▶ _Records for processing_
+++++
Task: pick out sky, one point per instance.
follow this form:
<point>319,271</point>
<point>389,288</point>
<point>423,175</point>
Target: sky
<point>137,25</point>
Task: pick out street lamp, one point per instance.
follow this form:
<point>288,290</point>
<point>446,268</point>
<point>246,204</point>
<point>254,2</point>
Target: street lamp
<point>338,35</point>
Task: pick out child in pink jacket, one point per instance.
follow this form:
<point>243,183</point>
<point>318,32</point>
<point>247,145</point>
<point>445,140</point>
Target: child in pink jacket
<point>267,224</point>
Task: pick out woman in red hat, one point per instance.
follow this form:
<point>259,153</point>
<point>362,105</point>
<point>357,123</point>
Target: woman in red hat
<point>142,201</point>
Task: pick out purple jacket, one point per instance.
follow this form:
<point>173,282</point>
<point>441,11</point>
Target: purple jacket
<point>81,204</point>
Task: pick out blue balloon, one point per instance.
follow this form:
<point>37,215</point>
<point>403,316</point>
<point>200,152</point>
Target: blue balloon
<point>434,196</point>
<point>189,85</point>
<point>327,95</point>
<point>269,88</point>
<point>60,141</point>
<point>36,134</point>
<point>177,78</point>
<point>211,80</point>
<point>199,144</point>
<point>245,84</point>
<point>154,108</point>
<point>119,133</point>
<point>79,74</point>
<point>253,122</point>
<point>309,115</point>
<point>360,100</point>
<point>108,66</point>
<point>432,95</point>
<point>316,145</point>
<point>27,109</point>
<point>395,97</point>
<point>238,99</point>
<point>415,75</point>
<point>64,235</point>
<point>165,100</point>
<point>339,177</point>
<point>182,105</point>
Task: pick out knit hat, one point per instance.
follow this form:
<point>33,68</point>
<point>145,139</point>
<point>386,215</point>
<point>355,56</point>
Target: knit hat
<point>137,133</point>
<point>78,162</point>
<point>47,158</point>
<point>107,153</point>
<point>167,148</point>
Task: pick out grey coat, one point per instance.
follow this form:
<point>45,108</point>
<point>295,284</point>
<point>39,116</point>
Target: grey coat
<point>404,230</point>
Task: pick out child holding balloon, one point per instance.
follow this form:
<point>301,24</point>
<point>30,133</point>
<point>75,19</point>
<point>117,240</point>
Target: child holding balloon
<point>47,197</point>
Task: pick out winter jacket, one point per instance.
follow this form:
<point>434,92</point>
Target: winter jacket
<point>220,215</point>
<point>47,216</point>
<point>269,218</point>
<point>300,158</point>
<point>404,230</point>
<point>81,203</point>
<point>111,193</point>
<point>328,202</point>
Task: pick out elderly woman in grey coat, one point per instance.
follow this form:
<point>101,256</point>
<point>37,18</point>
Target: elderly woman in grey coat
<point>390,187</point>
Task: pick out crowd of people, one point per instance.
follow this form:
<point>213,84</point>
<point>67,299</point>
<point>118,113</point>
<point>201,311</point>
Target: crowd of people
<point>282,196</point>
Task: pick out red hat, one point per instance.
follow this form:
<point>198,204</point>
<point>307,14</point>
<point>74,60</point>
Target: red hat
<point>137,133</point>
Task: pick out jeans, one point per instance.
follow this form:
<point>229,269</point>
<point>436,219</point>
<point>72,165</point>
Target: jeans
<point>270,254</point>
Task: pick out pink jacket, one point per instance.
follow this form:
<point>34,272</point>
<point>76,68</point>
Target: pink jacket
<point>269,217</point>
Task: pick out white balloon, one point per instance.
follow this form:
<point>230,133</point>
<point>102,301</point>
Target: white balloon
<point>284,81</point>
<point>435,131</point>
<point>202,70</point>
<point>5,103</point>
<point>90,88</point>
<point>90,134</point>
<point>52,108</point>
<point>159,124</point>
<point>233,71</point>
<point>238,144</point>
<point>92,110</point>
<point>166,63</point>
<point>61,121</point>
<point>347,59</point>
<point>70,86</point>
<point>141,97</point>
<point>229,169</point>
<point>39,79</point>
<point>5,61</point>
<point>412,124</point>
+++++
▶ _Your task_
Print the whole listing above again, line for line, with nothing changed.

▶ _Written answer_
Task: pick out sky, one point per instance.
follow this form:
<point>319,271</point>
<point>389,288</point>
<point>423,175</point>
Target: sky
<point>137,25</point>
Task: pick out street lamp, one point per instance.
follow this form:
<point>288,290</point>
<point>446,268</point>
<point>246,204</point>
<point>254,2</point>
Target: street lamp
<point>338,35</point>
Task: pick out child in pink jacket, one point per instance.
follow this form:
<point>243,183</point>
<point>318,32</point>
<point>247,145</point>
<point>445,140</point>
Target: child in pink jacket
<point>267,224</point>
Task: pick out woman in red hat, one point per instance.
follow this form:
<point>259,153</point>
<point>362,105</point>
<point>357,123</point>
Target: woman in red hat
<point>142,201</point>
Task: pick out purple jacket, one point per instance.
follow this form:
<point>173,282</point>
<point>441,11</point>
Target: purple jacket
<point>81,204</point>
Task: pick out blue balloon, one point per instance.
follow this form:
<point>37,215</point>
<point>403,316</point>
<point>200,152</point>
Target: blue balloon
<point>434,196</point>
<point>189,85</point>
<point>327,95</point>
<point>269,88</point>
<point>60,141</point>
<point>36,134</point>
<point>177,78</point>
<point>211,80</point>
<point>199,144</point>
<point>245,84</point>
<point>154,108</point>
<point>119,133</point>
<point>79,74</point>
<point>253,122</point>
<point>309,115</point>
<point>360,100</point>
<point>108,66</point>
<point>432,95</point>
<point>316,145</point>
<point>27,109</point>
<point>395,97</point>
<point>238,99</point>
<point>415,75</point>
<point>64,235</point>
<point>165,100</point>
<point>339,177</point>
<point>182,105</point>
Task: pick out knit hat, one point per instance.
follow this form:
<point>33,68</point>
<point>145,139</point>
<point>386,215</point>
<point>355,56</point>
Target: knit hat
<point>137,133</point>
<point>78,162</point>
<point>47,158</point>
<point>107,153</point>
<point>167,148</point>
Task: pick out grey coat, one point per instance.
follow this form:
<point>45,108</point>
<point>295,284</point>
<point>39,116</point>
Target: grey coat
<point>404,230</point>
Task: pick out child holding balloon, one point per instance.
follow this form:
<point>301,24</point>
<point>30,133</point>
<point>75,19</point>
<point>117,240</point>
Target: child holding balloon
<point>47,197</point>
Task: pick out winter jacket, one point per instance.
follow this form:
<point>434,92</point>
Target: winter jacket
<point>220,215</point>
<point>47,216</point>
<point>269,218</point>
<point>300,158</point>
<point>404,230</point>
<point>81,203</point>
<point>111,193</point>
<point>328,202</point>
Task: pick out elderly woman in grey coat, one point per instance.
follow this form:
<point>101,256</point>
<point>37,18</point>
Target: elderly woman in grey coat
<point>390,187</point>
Task: pick out crowd of people, one point per instance.
follow this form:
<point>213,84</point>
<point>67,299</point>
<point>118,113</point>
<point>201,311</point>
Target: crowd of people
<point>282,196</point>
Task: pick out red hat, one point per instance.
follow this form:
<point>198,204</point>
<point>307,14</point>
<point>74,60</point>
Target: red hat
<point>137,133</point>
Task: pick out jeans, one point per instance.
follow this form:
<point>229,269</point>
<point>436,219</point>
<point>72,165</point>
Target: jeans
<point>270,254</point>
Task: pick out pink jacket, one point per instance.
follow this form:
<point>34,272</point>
<point>76,68</point>
Target: pink jacket
<point>269,217</point>
Task: pick out white balloon, one point per instance.
follow this form:
<point>230,133</point>
<point>102,301</point>
Target: white balloon
<point>284,81</point>
<point>435,131</point>
<point>202,70</point>
<point>5,103</point>
<point>90,88</point>
<point>90,134</point>
<point>52,108</point>
<point>159,124</point>
<point>233,71</point>
<point>238,144</point>
<point>92,110</point>
<point>166,63</point>
<point>61,121</point>
<point>347,59</point>
<point>70,86</point>
<point>141,97</point>
<point>229,169</point>
<point>39,79</point>
<point>5,61</point>
<point>412,124</point>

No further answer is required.